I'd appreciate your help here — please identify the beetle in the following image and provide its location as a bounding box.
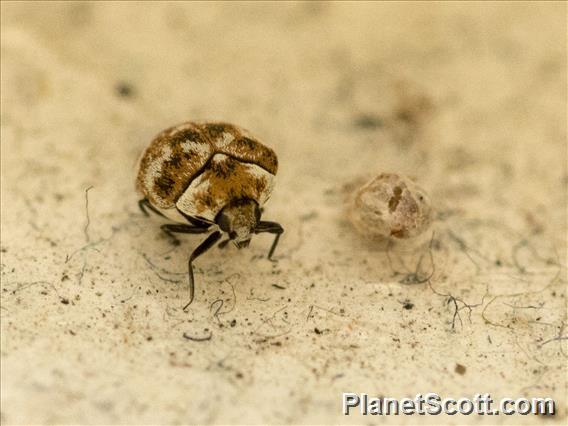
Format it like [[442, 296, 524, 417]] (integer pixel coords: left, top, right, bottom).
[[136, 122, 284, 310]]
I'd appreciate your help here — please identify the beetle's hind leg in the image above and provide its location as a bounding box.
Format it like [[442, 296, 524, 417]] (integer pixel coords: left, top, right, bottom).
[[183, 231, 221, 311], [254, 221, 284, 260]]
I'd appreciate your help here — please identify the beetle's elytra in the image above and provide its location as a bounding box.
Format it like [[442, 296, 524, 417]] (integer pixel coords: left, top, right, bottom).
[[136, 122, 284, 309]]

::::::::::

◆ TO BE DONE:
Can you copy the material above word for word, leaving out the picture?

◆ TASK RESPONSE:
I'd appreciate your help here — please identify the beetle in the following image and provide its location as a bounding box.
Format it like [[442, 296, 524, 417]] (integer pixel coords: left, top, right, bottom).
[[136, 122, 284, 310]]
I'd appreciate your help here — please identify the beetle's hind leg in the image above and provide its location as a bounding box.
Format it like [[442, 296, 524, 417]] (integer pixel coords: left, top, right, bottom).
[[183, 231, 221, 311], [254, 221, 284, 260]]
I'd appreciate your help here — please identify the beetle's elytra in the image above and provide its location as a bounding box.
Format it like [[442, 296, 524, 417]] (integer pixel coords: left, top, right, bottom).
[[136, 122, 284, 309]]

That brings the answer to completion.